### MATERIAL TO PROCESS
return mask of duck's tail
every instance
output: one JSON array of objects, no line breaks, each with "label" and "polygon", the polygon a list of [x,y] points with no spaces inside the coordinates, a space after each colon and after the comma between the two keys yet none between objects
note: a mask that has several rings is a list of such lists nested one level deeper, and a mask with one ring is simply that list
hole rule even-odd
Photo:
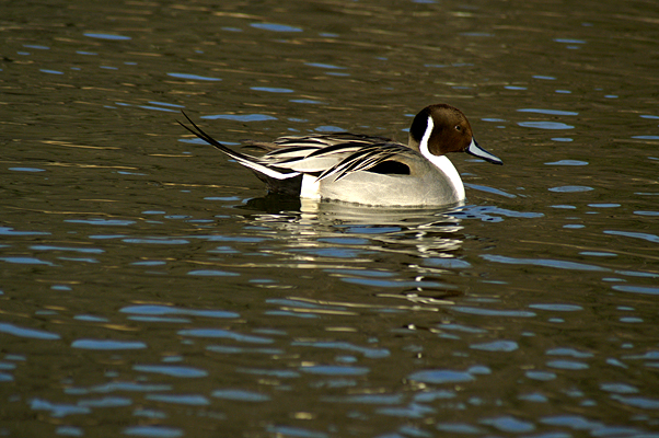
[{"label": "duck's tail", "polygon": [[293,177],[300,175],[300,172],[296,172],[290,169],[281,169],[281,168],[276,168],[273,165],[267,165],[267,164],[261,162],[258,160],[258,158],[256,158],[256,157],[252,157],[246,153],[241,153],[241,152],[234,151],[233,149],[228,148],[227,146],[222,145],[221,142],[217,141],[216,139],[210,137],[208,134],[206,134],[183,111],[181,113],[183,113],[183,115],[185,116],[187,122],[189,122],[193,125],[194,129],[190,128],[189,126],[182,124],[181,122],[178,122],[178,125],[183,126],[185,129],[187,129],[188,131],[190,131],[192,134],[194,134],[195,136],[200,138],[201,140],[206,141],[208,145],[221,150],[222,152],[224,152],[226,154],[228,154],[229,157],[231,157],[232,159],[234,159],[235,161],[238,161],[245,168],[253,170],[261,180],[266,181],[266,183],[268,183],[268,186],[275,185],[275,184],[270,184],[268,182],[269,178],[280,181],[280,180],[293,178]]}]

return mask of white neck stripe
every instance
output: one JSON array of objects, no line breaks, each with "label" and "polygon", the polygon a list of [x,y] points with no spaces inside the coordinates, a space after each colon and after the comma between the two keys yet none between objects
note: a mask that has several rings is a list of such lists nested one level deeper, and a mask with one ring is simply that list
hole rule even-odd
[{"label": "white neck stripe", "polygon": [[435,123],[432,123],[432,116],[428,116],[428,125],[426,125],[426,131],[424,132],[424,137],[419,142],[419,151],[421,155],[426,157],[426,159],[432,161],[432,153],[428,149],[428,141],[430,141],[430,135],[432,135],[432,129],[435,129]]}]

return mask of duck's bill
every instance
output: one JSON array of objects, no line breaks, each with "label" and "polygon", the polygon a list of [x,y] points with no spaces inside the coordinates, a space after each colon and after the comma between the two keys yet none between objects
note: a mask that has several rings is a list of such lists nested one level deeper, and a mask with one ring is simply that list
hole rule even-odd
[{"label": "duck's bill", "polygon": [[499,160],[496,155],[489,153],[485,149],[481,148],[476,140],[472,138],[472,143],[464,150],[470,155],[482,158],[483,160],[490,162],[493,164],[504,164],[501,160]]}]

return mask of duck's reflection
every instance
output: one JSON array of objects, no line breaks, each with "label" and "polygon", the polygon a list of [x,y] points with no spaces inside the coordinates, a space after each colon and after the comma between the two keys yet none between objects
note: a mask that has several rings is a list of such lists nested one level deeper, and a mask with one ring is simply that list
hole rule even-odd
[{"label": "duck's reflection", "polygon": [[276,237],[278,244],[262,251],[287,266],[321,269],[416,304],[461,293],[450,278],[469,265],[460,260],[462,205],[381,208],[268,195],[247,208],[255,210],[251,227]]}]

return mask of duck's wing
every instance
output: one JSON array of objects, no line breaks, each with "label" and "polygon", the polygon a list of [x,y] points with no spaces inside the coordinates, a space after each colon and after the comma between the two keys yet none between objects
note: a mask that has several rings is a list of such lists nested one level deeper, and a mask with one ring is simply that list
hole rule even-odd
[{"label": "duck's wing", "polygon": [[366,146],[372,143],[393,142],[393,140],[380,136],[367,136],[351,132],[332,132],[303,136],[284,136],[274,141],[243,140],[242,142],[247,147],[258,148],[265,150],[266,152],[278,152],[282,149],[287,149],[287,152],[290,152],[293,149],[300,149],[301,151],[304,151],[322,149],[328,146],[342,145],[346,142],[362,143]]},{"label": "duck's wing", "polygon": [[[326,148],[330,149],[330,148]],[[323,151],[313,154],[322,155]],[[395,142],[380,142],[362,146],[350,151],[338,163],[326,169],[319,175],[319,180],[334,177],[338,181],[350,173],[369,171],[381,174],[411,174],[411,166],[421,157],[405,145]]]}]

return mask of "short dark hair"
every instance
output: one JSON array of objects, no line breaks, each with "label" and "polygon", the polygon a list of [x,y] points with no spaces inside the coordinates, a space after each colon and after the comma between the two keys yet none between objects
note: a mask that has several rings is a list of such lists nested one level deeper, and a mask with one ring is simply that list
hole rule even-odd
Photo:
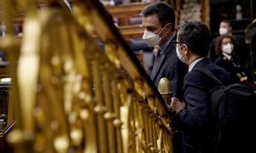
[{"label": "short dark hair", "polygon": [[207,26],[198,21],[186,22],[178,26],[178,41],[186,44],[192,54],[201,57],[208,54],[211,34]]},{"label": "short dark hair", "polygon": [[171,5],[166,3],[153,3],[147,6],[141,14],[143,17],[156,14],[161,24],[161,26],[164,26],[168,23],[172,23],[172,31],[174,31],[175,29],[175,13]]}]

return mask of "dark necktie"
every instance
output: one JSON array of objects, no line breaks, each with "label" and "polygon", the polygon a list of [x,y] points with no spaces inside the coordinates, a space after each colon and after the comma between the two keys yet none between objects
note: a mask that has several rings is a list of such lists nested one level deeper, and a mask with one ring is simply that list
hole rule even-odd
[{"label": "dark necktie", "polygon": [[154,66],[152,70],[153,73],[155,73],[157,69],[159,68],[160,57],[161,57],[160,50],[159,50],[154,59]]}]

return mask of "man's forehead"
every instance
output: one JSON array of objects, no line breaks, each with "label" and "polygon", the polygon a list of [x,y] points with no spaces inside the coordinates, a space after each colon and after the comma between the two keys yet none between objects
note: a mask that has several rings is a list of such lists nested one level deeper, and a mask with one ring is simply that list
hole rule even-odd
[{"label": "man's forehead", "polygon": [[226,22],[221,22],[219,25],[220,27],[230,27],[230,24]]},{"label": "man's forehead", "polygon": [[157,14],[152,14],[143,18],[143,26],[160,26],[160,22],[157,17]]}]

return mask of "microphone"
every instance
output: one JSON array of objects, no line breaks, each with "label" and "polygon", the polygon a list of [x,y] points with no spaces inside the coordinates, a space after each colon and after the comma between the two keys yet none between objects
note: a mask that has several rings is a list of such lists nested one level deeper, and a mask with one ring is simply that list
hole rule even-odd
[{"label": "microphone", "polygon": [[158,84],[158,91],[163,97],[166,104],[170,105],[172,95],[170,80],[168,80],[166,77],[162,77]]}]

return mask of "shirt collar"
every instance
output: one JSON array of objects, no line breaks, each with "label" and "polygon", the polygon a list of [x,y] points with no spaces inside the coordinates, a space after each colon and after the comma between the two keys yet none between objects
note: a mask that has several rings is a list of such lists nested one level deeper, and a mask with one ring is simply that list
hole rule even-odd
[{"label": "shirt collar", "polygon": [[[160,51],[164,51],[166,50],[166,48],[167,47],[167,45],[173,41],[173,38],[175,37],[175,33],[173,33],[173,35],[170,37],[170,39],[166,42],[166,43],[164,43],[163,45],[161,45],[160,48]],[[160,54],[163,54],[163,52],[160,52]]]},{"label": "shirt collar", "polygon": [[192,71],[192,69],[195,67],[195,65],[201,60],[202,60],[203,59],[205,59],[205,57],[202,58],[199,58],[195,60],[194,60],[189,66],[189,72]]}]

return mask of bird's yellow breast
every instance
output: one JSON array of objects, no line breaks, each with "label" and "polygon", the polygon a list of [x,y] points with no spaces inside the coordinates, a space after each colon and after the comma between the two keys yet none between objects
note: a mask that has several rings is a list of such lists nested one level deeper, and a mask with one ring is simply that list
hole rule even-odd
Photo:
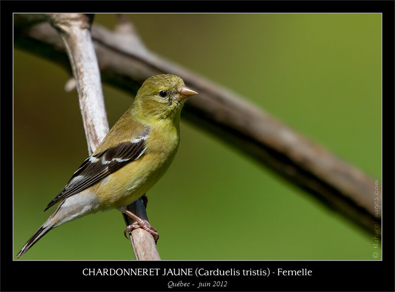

### WHAT IS EXPECTED
Pick out every line of the material above that contains the string "dark", treating uppercase and lowercase as different, and copy those lines.

### RESULT OF THIS TASK
return mask of "short dark hair"
[{"label": "short dark hair", "polygon": [[207,26],[198,21],[186,22],[178,26],[178,41],[186,44],[192,54],[201,57],[208,54],[211,34]]},{"label": "short dark hair", "polygon": [[171,5],[166,3],[153,3],[147,6],[141,14],[143,17],[156,14],[161,24],[161,26],[164,26],[168,23],[172,23],[172,31],[174,31],[175,29],[175,13]]}]
return mask of "dark necktie"
[{"label": "dark necktie", "polygon": [[154,66],[152,70],[153,73],[155,73],[157,69],[159,68],[160,57],[161,57],[160,50],[159,50],[154,59]]}]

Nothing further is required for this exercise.